David Ernaux-Briot et la réalisation de
Les Années Super 8 : repriser les images
et la voix, faire famille

- Frédérique Berthet
_______________________________

pages 1 2 3 4 5 6 7

partager cet article   Facebook Linkedin email
retour au sommaire

Résumé

Ce texte s’ouvre par quelques repères sur la façon dont Les Années Super 8 parait découler de l’œuvre littéraire d ’Annie Ernaux et de sa présence dans le champ du cinéma. Il est suivi par un long échange avec le réalisateur David Ernaux-Briot qui s’est tenu en public le 4 février 2023. Il fait ressortir la part qui revient en propre à celui-ci, à partir d’une triple singularité : avoir été ou être un sujet filmé enfant par un parent, un spectateur de projections familiales ritualisées et un professionnel de l’audiovisuel ayant l’expérience de monter la voix « sous » les images. La discussion met au jour la fabrique du film, notamment en matière de collaboration artistique et de reprises temporelles construisant une représentation émotionnelle de la vie de famille.

Données brutes =>
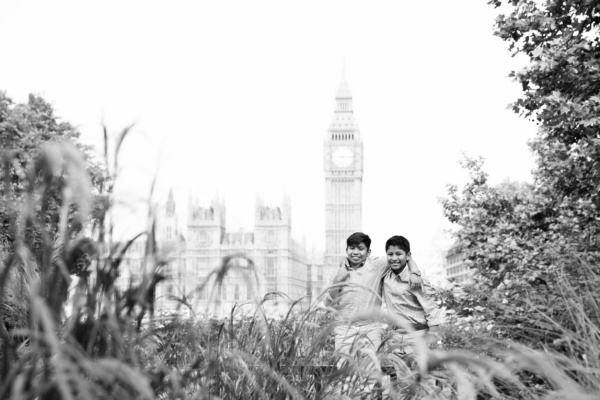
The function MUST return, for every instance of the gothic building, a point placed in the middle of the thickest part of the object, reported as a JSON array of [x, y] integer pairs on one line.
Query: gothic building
[[283, 264]]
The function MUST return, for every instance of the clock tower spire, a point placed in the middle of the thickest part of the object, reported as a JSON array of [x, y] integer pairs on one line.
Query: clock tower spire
[[343, 165]]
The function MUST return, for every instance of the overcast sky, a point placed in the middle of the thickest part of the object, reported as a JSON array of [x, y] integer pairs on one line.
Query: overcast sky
[[236, 96]]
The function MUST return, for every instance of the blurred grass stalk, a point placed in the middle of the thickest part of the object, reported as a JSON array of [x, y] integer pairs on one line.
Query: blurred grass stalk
[[110, 346]]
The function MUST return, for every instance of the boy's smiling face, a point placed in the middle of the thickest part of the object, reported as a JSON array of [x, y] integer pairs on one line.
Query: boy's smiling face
[[357, 254], [397, 258]]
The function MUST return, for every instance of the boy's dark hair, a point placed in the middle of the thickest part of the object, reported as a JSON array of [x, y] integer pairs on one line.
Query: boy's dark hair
[[357, 238], [399, 241]]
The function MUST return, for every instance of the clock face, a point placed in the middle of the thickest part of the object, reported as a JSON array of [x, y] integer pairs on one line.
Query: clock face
[[343, 156]]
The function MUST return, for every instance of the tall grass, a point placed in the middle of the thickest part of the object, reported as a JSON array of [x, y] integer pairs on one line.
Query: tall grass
[[113, 345]]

À produire => Reprenez le texte sur le film Les Années Super 8 après sa dernière phrase et poursuivez-le. La liste ne joue aucun rôle ici.

Résultat final =>
Mots-clés : montage, création, récit de vie, collaboration artistique, filiation, filmage, voix, bruits et sons au cinéma, représentations de la famille, enfance, David Ernaux-Briot, Annie Ernaux

 

Abstract

This paper opens with a few pointers on how Les Années Super 8 seems to derive from Annie Ernaux's literary work and her presence in the field of cinema. It is followed by a long interview with director David Ernaux-Briot, held in public on February 4, 2023. It highlights Ernaux-Briot's own contribution, based on a triple singularity: having been or being a subject filmed as a child by a parent, a spectator of ritualized family screenings, and an audiovisual professional with experience of editing the voice “beneath” the images. The discussion brings to light the making of the film, notably in terms of artistic collaboration and the temporal repetitions that construct an emotional representation of family life.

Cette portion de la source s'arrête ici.